Fakir continued to intensify over the next few hours and developed a central dense overcast, aided by significant upper-level divergence over its southern half. Despite increasing northwesterly wind shear from the aforementioned upper-level trough, the storm's rapid south-southeastward motion temporarily offset the hostile effects of the shear, allowing it to strengthen more than expected. The system became a severe tropical storm at 18:00 UTC on 23 April and peaked as a mature tropical cyclone at 00:00 UTC on 24 April, possessing 10-minute sustained winds of 70 knots, gusts to 100 knots, and a minimum central pressure of 975 hPa, as assessed by the MFR. Meanwhile, the JTWC estimated 1-minute sustained winds of 75 knots. Wind shear began to take its toll on the cyclone shortly after, with the eye feature becoming less apparent on satellite imagery. Fakir passed just 20 km off the eastern coast of Réunion at 05:00 UTC, where a weather station reported a minimum pressure of 981 hPa. The cyclone weakened back to a severe tropical storm by 12:00 UTC, and further degraded to a moderate tropical storm six hours later as its center of circulation became exposed to the northwest of its remaining thunderstorm activity. These thunderstorms soon dissipated too as dry air associated with the upper-level trough to the west was driven into the circulation by the strong wind shear, while sea surface temperatures decreased along the cyclone's path. As such, the MFR and JTWC declared Fakir post-tropical at 00:00 UTC on 25 April. The remnants slowed down and turned east-northeastwards on 25 and 26 April under the influence of a low-level ridge while continuing to spin down, eventually dissipating entirely just after 18:00 UTC on 26 April.

Tropical cyclones passing close to Réunion in 2018, including Ava, Berguitta, Dumazile, and Fakir, caused a large reduction in the amount of mid- to upper-level clouds over the island. A combination of the Madden–Julian oscillation and tropical cyclones Dumazile, Eliakim, and Fakir resulted in a westward flow of moisture, causing severe rainfall over Kenya during March and April 2018.

Stored items
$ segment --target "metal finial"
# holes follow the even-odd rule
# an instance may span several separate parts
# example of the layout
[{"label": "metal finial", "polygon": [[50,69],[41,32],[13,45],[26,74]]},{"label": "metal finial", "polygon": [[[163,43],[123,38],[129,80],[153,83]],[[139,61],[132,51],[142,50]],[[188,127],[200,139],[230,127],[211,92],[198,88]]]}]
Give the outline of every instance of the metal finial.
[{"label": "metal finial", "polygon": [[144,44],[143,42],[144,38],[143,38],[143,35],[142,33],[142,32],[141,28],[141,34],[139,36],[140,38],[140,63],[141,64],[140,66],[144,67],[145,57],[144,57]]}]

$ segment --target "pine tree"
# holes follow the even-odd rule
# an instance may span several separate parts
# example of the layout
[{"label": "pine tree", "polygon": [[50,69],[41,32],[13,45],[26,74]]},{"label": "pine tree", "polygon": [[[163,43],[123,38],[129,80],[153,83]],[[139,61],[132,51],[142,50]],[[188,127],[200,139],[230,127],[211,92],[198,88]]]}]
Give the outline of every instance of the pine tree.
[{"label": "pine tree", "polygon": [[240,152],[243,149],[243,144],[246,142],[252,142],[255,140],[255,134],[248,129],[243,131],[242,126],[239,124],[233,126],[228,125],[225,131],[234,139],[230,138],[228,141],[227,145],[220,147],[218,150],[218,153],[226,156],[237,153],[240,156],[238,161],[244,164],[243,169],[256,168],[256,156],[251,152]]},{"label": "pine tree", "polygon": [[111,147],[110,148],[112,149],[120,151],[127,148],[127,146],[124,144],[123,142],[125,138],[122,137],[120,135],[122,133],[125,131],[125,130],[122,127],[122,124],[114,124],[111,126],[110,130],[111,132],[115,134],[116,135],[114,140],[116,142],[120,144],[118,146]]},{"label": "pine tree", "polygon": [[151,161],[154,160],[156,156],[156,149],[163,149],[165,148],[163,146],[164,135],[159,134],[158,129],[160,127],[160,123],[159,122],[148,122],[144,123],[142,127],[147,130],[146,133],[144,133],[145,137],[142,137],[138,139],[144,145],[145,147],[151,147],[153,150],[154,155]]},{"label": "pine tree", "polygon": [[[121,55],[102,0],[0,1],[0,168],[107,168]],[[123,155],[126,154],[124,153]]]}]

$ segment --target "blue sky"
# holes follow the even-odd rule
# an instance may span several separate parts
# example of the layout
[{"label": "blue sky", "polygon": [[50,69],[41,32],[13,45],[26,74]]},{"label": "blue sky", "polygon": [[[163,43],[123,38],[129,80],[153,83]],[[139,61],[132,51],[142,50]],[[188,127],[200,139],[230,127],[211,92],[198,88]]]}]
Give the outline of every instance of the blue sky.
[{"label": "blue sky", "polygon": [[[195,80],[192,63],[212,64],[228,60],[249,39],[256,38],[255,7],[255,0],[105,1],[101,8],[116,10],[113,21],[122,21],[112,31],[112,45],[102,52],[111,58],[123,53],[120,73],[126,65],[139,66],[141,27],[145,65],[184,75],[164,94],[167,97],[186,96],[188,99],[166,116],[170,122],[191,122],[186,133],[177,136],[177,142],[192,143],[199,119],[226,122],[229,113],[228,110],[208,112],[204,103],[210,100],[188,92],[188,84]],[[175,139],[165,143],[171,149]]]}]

What you will do:
a. Name every tropical cyclone mentioned in the passage about Cyclone Fakir.
b. List each line of the listing that contains the word "Give", matching case exactly.

Problem solutions:
a. Ava, Berguitta, Dumazile, Eliakim, Fakir

b.
Give the outline of every instance of the metal finial.
Give the outline of every instance of the pine tree.
Give the outline of every instance of the blue sky.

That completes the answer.